PROBLEM DESCRIPTION => Edit every line of the records below, replacing each "Detect" with "Locate" and leaving everything else unchanged. Leave the pictures out of your answer.
===== DATASET ENTRIES
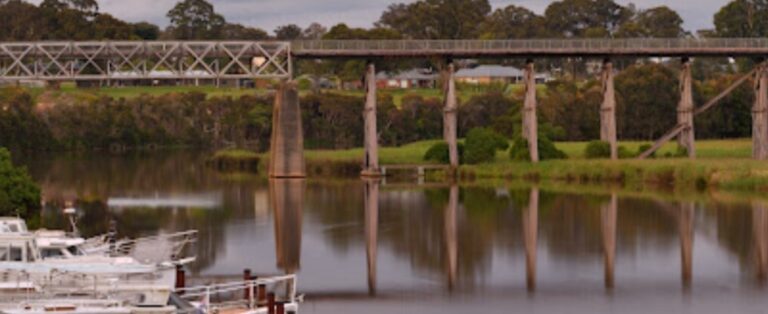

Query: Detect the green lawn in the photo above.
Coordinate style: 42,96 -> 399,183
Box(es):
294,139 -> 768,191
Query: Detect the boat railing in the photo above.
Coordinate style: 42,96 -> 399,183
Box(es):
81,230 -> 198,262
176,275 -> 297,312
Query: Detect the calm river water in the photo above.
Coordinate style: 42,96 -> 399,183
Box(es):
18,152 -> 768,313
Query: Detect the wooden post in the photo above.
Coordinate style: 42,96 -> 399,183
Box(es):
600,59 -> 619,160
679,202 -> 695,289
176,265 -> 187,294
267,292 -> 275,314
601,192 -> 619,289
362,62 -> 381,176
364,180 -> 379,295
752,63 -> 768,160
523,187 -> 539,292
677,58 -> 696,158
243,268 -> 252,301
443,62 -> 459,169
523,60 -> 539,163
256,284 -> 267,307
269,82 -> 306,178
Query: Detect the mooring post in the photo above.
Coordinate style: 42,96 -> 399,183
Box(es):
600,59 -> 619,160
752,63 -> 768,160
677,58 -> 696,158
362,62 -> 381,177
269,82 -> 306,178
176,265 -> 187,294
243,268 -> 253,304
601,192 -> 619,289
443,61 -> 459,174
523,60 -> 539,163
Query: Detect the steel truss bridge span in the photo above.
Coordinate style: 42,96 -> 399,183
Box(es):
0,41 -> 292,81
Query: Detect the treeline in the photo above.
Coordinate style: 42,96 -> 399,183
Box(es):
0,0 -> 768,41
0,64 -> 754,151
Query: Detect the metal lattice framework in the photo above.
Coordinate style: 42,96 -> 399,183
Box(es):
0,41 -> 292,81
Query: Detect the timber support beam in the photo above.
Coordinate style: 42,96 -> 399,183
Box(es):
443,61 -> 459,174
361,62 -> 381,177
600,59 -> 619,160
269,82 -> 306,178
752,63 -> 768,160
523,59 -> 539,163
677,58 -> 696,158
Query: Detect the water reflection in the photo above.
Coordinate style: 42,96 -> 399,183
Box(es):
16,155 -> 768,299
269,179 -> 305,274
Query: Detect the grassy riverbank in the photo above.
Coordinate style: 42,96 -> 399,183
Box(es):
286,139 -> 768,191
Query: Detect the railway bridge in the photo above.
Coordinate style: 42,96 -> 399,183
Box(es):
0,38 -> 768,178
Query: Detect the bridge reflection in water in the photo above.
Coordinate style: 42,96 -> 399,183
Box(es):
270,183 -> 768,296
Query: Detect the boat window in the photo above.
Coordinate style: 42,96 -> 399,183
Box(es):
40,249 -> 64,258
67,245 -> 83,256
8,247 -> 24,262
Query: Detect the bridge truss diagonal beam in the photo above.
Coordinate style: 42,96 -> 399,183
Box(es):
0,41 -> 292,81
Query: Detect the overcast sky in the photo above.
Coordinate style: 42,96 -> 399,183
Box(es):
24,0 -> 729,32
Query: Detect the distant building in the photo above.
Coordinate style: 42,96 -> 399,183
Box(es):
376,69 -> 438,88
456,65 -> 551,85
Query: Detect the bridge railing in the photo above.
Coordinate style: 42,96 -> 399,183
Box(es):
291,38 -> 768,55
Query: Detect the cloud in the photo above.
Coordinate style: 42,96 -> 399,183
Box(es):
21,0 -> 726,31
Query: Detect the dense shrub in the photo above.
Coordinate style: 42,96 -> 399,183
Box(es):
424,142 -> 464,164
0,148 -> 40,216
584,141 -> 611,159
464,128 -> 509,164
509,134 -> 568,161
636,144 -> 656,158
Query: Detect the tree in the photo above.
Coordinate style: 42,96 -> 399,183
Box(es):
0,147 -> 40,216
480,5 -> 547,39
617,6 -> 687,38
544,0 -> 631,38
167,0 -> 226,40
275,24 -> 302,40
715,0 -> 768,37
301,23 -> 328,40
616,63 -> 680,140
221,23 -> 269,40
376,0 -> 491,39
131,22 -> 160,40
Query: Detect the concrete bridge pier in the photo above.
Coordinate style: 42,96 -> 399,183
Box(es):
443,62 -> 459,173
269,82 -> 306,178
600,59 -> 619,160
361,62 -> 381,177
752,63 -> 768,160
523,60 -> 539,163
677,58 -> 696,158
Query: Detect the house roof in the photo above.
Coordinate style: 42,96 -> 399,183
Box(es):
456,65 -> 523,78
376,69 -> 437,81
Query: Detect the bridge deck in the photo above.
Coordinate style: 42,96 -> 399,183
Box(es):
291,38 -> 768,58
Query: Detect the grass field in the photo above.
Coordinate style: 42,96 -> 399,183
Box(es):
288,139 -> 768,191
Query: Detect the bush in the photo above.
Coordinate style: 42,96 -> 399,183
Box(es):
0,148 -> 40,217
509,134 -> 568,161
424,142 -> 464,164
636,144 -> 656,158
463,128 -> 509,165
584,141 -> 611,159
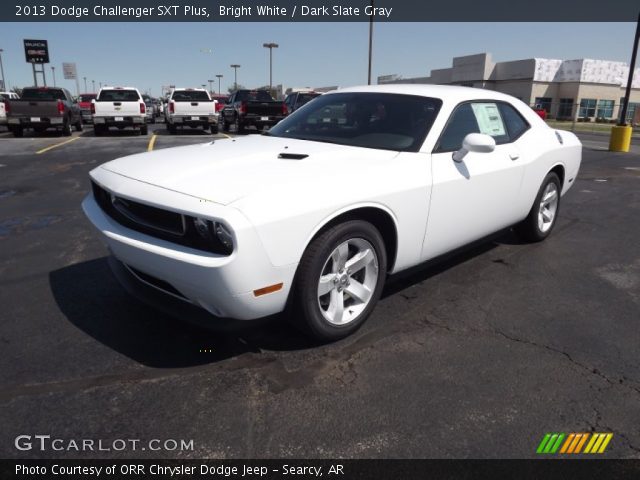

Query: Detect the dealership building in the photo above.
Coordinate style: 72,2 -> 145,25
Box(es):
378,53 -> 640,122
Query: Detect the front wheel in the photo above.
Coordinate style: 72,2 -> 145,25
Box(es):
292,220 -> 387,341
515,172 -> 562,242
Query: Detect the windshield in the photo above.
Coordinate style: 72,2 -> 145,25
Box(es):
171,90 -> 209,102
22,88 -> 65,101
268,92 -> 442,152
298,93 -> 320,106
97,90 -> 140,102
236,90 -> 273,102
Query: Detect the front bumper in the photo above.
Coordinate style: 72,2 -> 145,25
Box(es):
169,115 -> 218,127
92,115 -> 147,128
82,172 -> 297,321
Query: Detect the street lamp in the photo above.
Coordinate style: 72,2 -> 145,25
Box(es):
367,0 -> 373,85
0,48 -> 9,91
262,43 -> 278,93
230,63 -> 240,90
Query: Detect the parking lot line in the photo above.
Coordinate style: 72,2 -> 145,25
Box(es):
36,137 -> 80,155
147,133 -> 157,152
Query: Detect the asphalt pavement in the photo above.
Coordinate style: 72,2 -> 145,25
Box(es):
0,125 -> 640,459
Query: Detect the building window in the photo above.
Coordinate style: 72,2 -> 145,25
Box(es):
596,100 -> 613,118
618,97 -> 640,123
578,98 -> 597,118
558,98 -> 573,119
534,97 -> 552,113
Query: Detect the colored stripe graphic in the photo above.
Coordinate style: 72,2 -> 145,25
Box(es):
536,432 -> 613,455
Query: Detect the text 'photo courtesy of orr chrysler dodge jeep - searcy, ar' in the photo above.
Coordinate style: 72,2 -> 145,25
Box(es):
==========
WRITTEN REPLY =>
Query: Locate the green lawn in the photo above.
Coordinate style: 42,96 -> 399,183
Box(es):
294,139 -> 768,191
Query: Locate the boat railing in the photo above.
Coordinate style: 42,96 -> 399,183
Box(es):
81,230 -> 198,262
176,275 -> 297,312
Query: Locate the calm river water in the photo above.
Coordinate style: 42,96 -> 399,183
Box(es):
18,152 -> 768,313
Query: Locate the wooden post in the photo above.
Coordinate style: 42,96 -> 399,183
Box(es):
600,59 -> 619,160
679,202 -> 695,289
176,265 -> 187,294
267,292 -> 275,314
601,192 -> 619,289
362,62 -> 381,176
364,180 -> 379,295
752,63 -> 768,160
523,187 -> 539,292
677,58 -> 696,158
243,268 -> 252,301
443,62 -> 459,169
523,60 -> 539,163
256,284 -> 267,307
269,82 -> 306,178
Query: Locate the mooring post in the photo above.
Coordinate style: 42,96 -> 399,183
Box(es):
600,59 -> 619,160
752,63 -> 768,160
677,58 -> 696,158
362,62 -> 381,177
269,82 -> 306,178
176,265 -> 187,294
243,268 -> 253,304
601,192 -> 619,289
443,61 -> 459,174
523,60 -> 539,163
Query: Locate the steel truss bridge span in the photo above.
Coordinate style: 42,96 -> 399,183
Box(es):
0,41 -> 292,81
Query: Locate the treeline in the photo above.
Coordinate style: 42,96 -> 399,183
Box(es):
0,0 -> 768,41
0,64 -> 754,151
Query: Locate the metal lattice framework in the photo above.
Coordinate style: 42,96 -> 399,183
Box(es):
0,41 -> 292,81
Query: Locate the timber support beam in the photo above.
Coordinate style: 42,96 -> 399,183
Box(es):
443,61 -> 459,174
361,62 -> 381,177
600,59 -> 619,160
269,82 -> 306,178
752,63 -> 768,160
523,59 -> 539,163
677,58 -> 696,158
Query: Locate the water reflection in the photo above.
Coordinate style: 42,96 -> 399,183
Box(es):
16,155 -> 768,299
269,179 -> 305,274
Query: Locate the grassy riverbank in the photo above.
Coordinate style: 42,96 -> 399,183
Box(es):
286,139 -> 768,191
Query: Locate the railway bridge in the photo above.
Coordinate style: 42,96 -> 399,183
Box(es):
0,38 -> 768,178
Query: Locate the bridge reflection in water in the photo above.
Coordinate style: 42,96 -> 399,183
Box(es):
270,183 -> 768,296
Query: Locate the boat window in the photo above.
Coordinate style: 42,96 -> 399,183
Box(es):
40,249 -> 64,258
67,245 -> 83,256
8,247 -> 24,262
Query: Locate the bridge truss diagonal beam in the photo above.
Coordinate style: 42,96 -> 399,183
Box(es):
0,41 -> 292,81
Query: Locate the overcast sky in the photo above.
Coordinate style: 42,96 -> 399,183
Box(es):
24,0 -> 729,32
Query: Locate the distant building in the photo above.
Coordinate style: 42,96 -> 399,183
Box(es):
376,69 -> 438,88
456,65 -> 551,85
Query: Locate the bridge railing in the photo above.
Coordinate style: 42,96 -> 399,183
Box(es):
291,38 -> 768,55
Query: Locate the cloud in the photo above.
Coordinate style: 42,96 -> 399,183
Box(es):
21,0 -> 726,31
Query: Locate the dense shrub in the photo above.
Coordinate style: 42,96 -> 399,183
Box(es):
424,142 -> 464,164
0,148 -> 40,216
584,141 -> 611,159
464,128 -> 509,164
509,134 -> 568,161
636,144 -> 656,158
Query: Locate the tree in the photo above.
Coordinate style: 42,96 -> 399,183
Box(es):
0,147 -> 40,216
480,5 -> 547,39
617,6 -> 687,38
544,0 -> 631,38
167,0 -> 226,40
275,24 -> 302,40
715,0 -> 768,37
301,23 -> 328,40
616,63 -> 680,140
221,23 -> 269,40
376,0 -> 491,39
131,22 -> 160,40
Query: Locate the concrete bridge pier in the photo above.
Coordinate style: 42,96 -> 399,183
Box(es):
443,62 -> 459,173
269,82 -> 306,178
600,59 -> 619,160
361,62 -> 381,177
752,63 -> 768,160
523,60 -> 539,163
677,58 -> 696,158
Query: Locate the house roof in the photo above.
Coordinate style: 42,96 -> 399,183
Box(es):
456,65 -> 523,78
376,69 -> 437,81
Query: Locate the bridge deck in the photo above.
Coordinate style: 42,96 -> 399,183
Box(es):
291,38 -> 768,58
Query: Locate the grass field in the photo above.
Coordinate style: 42,96 -> 399,183
Box(es):
288,139 -> 768,191
Query: Locate the bush in the photo above.
Coordinate style: 42,96 -> 399,183
Box(es):
0,148 -> 40,217
509,134 -> 568,161
424,142 -> 464,164
636,144 -> 656,158
463,128 -> 509,165
584,141 -> 611,159

Query: Locate the dealership building in the photo above.
Coordinate style: 72,2 -> 145,25
Box(es):
378,53 -> 640,122
Query: Locate the front wheel in the photo above.
Coordinate style: 72,2 -> 145,25
Box(es):
292,220 -> 387,341
515,172 -> 562,242
Query: Locate the windshield in the photo above.
Coordinate style: 72,2 -> 145,25
Box(es):
171,90 -> 209,102
22,88 -> 65,101
268,92 -> 442,152
298,93 -> 320,106
97,90 -> 140,102
236,90 -> 273,102
Query: Locate the front bumper in the photo above.
Coordinate style: 72,2 -> 145,25
Box(es):
169,115 -> 218,127
92,115 -> 147,128
82,172 -> 297,321
Query: Locate the street lamp in the photo above.
Coordinate style: 72,2 -> 145,25
Box(es):
367,0 -> 373,85
0,48 -> 9,91
262,43 -> 278,93
230,63 -> 240,90
Query: Locate the parking lot line in the photo above.
Coordinate style: 72,2 -> 145,25
Box(es):
36,137 -> 80,155
147,133 -> 157,152
Query: Locate the asphalt pavement in the photo above.
Coordinate style: 72,2 -> 145,25
Box(es):
0,125 -> 640,459
Query: Locate the building window in the photo above.
Coordinate style: 72,2 -> 145,25
Box(es):
596,100 -> 613,118
618,97 -> 640,123
578,98 -> 597,118
558,98 -> 573,119
534,97 -> 552,113
Query: Locate the colored stripe graphic in the photo above.
Coordinate style: 72,2 -> 145,25
Box(es):
536,432 -> 613,455
Query: Locate the text 'photo courtesy of orr chrysler dodge jeep - searcy, ar' in the photo above.
Coordinate style: 72,2 -> 145,25
Box(es):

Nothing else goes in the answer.